◆ **EXERCISE**
Write out every line of the entries below with no changes.

◆ **INFORMATION**
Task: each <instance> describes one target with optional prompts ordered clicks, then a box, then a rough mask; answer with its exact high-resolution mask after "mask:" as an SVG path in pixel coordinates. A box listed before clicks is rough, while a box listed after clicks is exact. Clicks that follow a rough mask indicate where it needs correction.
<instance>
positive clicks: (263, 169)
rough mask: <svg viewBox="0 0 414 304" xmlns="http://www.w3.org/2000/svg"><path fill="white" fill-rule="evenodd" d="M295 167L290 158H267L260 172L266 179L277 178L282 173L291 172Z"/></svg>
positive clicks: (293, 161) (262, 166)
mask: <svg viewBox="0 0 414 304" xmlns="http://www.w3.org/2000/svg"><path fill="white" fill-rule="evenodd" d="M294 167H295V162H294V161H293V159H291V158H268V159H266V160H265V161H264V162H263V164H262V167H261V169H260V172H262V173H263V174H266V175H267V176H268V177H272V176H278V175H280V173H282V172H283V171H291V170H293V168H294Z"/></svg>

◆ **YOUR RESPONSE**
Task: each <instance> describes one target with optional prompts ordered clicks, then a box, then a rough mask; answer with its exact high-resolution mask after "mask:" as an SVG path in pixel coordinates. A box listed before clicks is rough, while a box listed after clicks is exact. Clicks that follow a rough mask indicate where it needs correction.
<instance>
positive clicks: (263, 169)
rough mask: <svg viewBox="0 0 414 304" xmlns="http://www.w3.org/2000/svg"><path fill="white" fill-rule="evenodd" d="M295 167L290 158H267L260 172L266 179L277 178L282 173L291 172Z"/></svg>
positive clicks: (293, 161) (262, 166)
mask: <svg viewBox="0 0 414 304" xmlns="http://www.w3.org/2000/svg"><path fill="white" fill-rule="evenodd" d="M294 167H295V162H294V161H293V159H291V158H268V159H266V160H265V161H264V162H263V164H262V167H261V169H260V172H262V173H263V174H266V175H267V176H268V177H272V176H278V175H280V173H282V172H283V171H291V170H293V168H294Z"/></svg>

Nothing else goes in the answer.